The effect of F-actin on glycolytic enzymes interactions in vitro
Glycolytic enzyme protein-protein interactions in vivo
Next, the role of F-actin in the stability of the glycolytic complex can be probed in vivo using the validated protein-protein interactions. After observing an in vivo interaction by FRET, the cells can be treated with cytochalasin D. This compound inhibits actin polymerization, resulting in the rapid disintegration of F-actin filaments . If F-actin is essential for the metabolon’s stability, we expect dissociation of the complex and abolition of the FRET signal (Fig. 4). After a sufficient washout period to allow clearance of the drug, the FRET signal is expected to return concomitantly with the reformation of F-actin and the metabolon complex. This process can also be monitored by FRAP. Yeast cells modified with one fluorescent protein-tagged glycolytic enzyme will be used. The tagged enzyme is expected to have an attenuated diffusion rate and fluorescence recovery while bound in a metabolon complex. As before, the cells can then be treated with cytochalasin D to disrupt the F-actin polymers. Given that this reduces the stability of the metabolon complex and causes it to dissociate, an increase in the diffusion rate and fluorescence recovery rate of the tagged enzyme is expected.

•••••

DESCRIPTION OF THE TASK: Carry the text on F-actin and glycolytic enzyme complexes forward from its last sentence. The material that follows has no connection to the text about F-actin and the glycolytic metabolon.

•••••

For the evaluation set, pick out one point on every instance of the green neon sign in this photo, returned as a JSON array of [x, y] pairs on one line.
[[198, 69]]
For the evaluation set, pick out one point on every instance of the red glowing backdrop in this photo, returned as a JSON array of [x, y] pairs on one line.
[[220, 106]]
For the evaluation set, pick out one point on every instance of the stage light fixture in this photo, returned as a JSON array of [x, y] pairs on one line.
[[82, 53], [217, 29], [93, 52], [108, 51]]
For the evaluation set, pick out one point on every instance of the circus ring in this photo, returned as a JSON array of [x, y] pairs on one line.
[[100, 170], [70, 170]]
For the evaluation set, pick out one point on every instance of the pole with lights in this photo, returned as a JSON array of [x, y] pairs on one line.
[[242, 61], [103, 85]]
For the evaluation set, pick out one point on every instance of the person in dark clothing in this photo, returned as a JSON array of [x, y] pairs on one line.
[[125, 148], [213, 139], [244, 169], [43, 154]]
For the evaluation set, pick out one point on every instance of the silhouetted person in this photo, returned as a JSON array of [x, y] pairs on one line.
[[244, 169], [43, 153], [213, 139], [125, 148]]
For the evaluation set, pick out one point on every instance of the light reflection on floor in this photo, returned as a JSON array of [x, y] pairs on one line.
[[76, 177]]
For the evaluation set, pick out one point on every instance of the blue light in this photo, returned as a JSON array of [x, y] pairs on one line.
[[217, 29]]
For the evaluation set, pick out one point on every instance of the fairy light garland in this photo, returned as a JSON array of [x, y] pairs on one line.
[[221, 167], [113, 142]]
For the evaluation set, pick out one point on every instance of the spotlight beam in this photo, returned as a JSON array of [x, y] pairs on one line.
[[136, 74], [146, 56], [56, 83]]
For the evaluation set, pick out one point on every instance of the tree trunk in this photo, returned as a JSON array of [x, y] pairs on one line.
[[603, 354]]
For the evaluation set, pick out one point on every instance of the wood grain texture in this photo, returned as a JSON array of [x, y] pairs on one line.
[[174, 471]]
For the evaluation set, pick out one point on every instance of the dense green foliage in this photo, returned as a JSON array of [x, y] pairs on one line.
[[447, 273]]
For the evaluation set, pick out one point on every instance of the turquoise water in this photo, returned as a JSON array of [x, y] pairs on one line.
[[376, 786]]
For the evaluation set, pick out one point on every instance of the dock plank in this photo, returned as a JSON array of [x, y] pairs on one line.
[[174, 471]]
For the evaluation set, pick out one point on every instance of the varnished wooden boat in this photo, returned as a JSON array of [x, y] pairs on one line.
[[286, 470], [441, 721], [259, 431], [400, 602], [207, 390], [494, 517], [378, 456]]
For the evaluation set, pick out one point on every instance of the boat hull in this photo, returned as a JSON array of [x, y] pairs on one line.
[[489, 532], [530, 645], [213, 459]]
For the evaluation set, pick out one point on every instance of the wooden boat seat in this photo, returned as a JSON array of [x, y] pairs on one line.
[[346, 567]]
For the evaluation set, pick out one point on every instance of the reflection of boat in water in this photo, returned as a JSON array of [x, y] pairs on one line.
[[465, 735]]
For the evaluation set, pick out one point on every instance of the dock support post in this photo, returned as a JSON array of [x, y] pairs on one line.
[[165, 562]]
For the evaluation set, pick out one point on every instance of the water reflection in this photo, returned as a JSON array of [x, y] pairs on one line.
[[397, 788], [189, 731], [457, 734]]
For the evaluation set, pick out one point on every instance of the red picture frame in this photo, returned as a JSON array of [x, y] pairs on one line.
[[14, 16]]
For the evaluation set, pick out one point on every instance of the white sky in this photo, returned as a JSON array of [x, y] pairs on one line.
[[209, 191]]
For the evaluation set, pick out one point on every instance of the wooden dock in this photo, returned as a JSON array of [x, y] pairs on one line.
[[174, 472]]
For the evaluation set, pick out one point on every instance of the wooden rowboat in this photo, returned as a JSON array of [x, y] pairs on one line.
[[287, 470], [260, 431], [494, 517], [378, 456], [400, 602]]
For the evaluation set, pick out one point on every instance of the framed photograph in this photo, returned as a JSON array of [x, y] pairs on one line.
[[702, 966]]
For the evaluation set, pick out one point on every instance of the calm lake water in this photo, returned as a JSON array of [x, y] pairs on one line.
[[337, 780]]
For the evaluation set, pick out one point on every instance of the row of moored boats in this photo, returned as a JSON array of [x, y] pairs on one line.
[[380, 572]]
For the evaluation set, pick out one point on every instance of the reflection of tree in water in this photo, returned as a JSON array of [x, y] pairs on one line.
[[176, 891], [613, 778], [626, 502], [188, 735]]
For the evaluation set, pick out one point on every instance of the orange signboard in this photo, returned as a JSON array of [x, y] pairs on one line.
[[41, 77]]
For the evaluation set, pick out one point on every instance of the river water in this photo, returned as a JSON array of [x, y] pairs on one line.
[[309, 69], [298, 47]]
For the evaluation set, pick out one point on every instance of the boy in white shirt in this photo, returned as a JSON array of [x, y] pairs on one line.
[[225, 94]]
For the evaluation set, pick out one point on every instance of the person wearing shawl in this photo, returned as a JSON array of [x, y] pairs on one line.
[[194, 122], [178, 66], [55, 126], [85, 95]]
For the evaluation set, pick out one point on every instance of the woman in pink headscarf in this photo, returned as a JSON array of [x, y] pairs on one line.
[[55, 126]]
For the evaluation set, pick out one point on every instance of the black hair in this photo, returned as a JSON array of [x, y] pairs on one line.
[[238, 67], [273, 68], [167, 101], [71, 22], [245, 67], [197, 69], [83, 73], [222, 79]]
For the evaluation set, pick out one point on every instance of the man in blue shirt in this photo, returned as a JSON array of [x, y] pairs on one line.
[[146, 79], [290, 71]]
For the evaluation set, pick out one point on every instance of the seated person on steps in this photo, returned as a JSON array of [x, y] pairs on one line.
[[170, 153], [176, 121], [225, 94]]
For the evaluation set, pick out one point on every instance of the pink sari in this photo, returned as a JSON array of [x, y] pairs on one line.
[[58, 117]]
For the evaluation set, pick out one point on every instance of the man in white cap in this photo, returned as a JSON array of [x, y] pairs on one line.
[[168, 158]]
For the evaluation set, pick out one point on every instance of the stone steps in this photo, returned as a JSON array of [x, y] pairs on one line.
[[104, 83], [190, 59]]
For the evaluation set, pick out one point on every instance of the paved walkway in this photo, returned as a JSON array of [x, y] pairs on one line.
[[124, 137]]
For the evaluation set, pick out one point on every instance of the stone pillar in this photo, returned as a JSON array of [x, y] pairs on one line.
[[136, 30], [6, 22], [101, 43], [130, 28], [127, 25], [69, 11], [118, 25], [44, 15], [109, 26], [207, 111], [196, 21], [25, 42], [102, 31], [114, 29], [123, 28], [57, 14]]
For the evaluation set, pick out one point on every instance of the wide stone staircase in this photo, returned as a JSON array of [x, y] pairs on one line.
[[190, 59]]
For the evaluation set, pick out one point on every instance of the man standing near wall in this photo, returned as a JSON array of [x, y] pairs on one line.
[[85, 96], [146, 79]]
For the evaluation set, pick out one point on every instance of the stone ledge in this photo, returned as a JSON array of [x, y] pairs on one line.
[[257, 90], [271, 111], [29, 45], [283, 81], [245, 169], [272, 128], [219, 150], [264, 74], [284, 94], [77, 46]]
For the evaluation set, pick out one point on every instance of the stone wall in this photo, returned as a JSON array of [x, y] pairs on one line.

•••••

ANSWER:
As with the in vitro experiments, negative controls are essential. Yeast cells will be transformed with a plasmid encoding YFP and CFP and used as a negative control. This will ensure that YFP and CFP do not associate non-specifically in the cellular environment, and that the effect of cytochalasin D in the FRAP experiment is specific. Additionally, the Hog1 yeast chromosome gene will also be tagged with a fluorescent protein and tested for interaction with the glycolytic enzymes as a negative control in the in vivo FRET experiments. A possible limitation of using FRET in vivo is its sensitivity. Detecting interactions in vivo with dissociation constants greater than 10 μM is likely unfeasible . Thus, it will be most efficient to focus in vivo work on protein-protein interactions found to have sufficient affinity in vitro. A few in vivo interactions will be enough to show the existence of the metabolon and elucidate the role of F-actin. It would be possible to detect low affinity interactions in vivo with a more sensitive technique, like bimolecular fluorescence complementation . However, this technique is undesirable due to its irreversibility, which would preclude many of the above experiments.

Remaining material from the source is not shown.